What you need to do: Repeat the listing below word for word, keeping every line in its original order.

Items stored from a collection
* Begin *

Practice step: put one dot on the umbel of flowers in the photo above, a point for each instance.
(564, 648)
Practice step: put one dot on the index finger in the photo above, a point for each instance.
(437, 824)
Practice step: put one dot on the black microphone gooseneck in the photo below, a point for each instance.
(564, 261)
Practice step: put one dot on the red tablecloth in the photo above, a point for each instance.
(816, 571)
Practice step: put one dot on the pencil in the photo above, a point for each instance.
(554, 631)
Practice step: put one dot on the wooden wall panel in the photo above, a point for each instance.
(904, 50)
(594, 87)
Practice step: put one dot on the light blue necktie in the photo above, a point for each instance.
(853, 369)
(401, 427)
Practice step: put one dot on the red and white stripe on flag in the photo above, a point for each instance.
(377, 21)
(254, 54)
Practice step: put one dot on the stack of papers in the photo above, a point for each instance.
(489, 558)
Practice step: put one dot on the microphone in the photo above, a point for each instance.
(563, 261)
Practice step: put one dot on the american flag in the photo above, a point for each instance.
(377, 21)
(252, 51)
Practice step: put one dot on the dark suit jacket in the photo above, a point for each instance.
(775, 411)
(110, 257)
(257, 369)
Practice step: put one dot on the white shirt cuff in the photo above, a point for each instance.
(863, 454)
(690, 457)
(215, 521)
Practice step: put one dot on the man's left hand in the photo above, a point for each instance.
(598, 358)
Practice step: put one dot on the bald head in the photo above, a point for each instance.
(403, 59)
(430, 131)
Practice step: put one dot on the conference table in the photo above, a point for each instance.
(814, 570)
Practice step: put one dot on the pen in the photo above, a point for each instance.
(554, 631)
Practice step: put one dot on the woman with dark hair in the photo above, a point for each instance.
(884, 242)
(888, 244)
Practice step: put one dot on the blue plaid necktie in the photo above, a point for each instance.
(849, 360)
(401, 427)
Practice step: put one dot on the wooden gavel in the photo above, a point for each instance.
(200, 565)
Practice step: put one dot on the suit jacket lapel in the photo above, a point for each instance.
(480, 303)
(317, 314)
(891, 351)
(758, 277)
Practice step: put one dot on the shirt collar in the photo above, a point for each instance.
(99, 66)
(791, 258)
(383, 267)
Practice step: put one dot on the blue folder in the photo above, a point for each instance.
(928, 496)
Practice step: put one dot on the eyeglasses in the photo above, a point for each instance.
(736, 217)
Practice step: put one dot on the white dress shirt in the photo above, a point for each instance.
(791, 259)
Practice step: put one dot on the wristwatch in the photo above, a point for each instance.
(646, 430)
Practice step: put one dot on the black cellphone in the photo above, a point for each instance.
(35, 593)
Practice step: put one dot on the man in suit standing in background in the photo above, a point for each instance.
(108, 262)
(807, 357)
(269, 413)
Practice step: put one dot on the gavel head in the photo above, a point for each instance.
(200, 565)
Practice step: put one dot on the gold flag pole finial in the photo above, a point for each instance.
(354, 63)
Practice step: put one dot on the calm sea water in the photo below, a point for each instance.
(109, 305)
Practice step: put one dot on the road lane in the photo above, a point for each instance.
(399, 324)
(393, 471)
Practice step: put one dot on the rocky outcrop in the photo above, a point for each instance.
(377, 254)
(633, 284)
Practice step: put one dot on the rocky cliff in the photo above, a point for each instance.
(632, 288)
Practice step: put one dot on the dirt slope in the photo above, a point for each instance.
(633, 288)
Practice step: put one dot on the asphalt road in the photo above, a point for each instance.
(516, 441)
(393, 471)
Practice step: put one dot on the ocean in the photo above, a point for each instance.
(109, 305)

* End *

Full answer:
Practice step: put one dot on the umbel of flowers in the photo above, a point for each instance.
(564, 648)
Practice step: put one dot on the index finger in the photo above, a point for each instance.
(437, 824)
Practice step: put one dot on the black microphone gooseneck in the photo below, a point for each instance.
(564, 261)
Practice step: put one dot on the red tablecloth in the photo above, a point for each instance.
(816, 571)
Practice step: put one dot on the pencil in the photo above, a point for each instance.
(554, 631)
Practice step: put one dot on the wooden wall panel in the photo above, a point for each instance.
(904, 50)
(594, 87)
Practice step: put one dot on the light blue necktie in the photo above, a point for each instance.
(853, 369)
(401, 427)
Practice step: put one dot on the red and white stripe on flag in the photo above, a point for each instance.
(377, 21)
(254, 54)
Practice step: put one dot on the stack of papers in the photo above, a point for each instance.
(489, 558)
Practice step: put one dot on the microphone in the photo above, a point for each instance.
(563, 261)
Practice step: put one dot on the american flag in the photo above, a point for each instance.
(377, 21)
(252, 51)
Practice step: put one dot on the dark suit jacket in the photo above, a point for each instance.
(775, 411)
(110, 257)
(257, 369)
Practice step: put one dot on the white shirt cuff in the photo above, a point for each instance.
(863, 454)
(690, 457)
(215, 521)
Practice step: put one dot on the man's left hand in the photo above, a point for each instance.
(598, 358)
Practice step: put one dot on the bald head in the photo above, a point for each instance.
(403, 59)
(430, 131)
Practice step: put one dot on the conference table in the photo above, a point for each instance.
(814, 570)
Practice step: put one dot on the pen in the photo above, a point for each instance.
(554, 631)
Practice step: put one dot on the woman with dark hair in the photo above, a point for each instance.
(884, 242)
(888, 244)
Practice step: put one dot on the blue plaid necktie in the photo above, a point for each instance.
(849, 360)
(401, 427)
Practice step: put one dot on the wooden gavel in the photo above, a point for each instance.
(200, 565)
Practice step: put one dot on the suit jacket lapel in the photo above, a point for each instance.
(480, 303)
(317, 314)
(891, 351)
(758, 277)
Practice step: put one dot on the shirt collar in the photo above, a point for each instance.
(99, 66)
(791, 258)
(383, 267)
Practice step: put one dot on the blue folder in the photo above, a point for each instance.
(928, 496)
Practice step: put one dot on the eyeglasses in the photo above, a point for each instance.
(736, 217)
Practice step: put one dot on the white dress shirt in the photo above, a point for each instance.
(791, 259)
Practice step: put one dot on the wristwatch in the photo above, a point for each instance.
(646, 430)
Practice step: put one dot on the black cellphone in the photo above, a point for each instance.
(35, 593)
Practice step: put one dot on the man in suit standing in background in the photo above, a point for each instance.
(108, 262)
(807, 357)
(269, 413)
Practice step: put one dot on the gavel head in the photo above, a point for each instance.
(200, 565)
Practice step: put one dot on the gold flag pole finial in the photo above, a point for each instance.
(354, 63)
Practice step: put one dot on the calm sea water in the photo below, a point for each instance.
(109, 305)
Practice step: put one dot on the road lane in the photo above, a point for each instance.
(399, 324)
(393, 471)
Practice step: put one dot on the rocky outcrop in the photo above, a point for each instance.
(377, 254)
(633, 284)
Practice step: put one dot on the rocky cliff in the photo above, a point for each instance.
(632, 288)
Practice step: put one dot on the dirt slope in the photo above, a point for each instance.
(633, 288)
Practice step: put one dot on the asphalt road in the photo above, a point for each instance.
(516, 441)
(393, 471)
Practice step: put one dot on the ocean in the photo above, a point for each instance.
(109, 305)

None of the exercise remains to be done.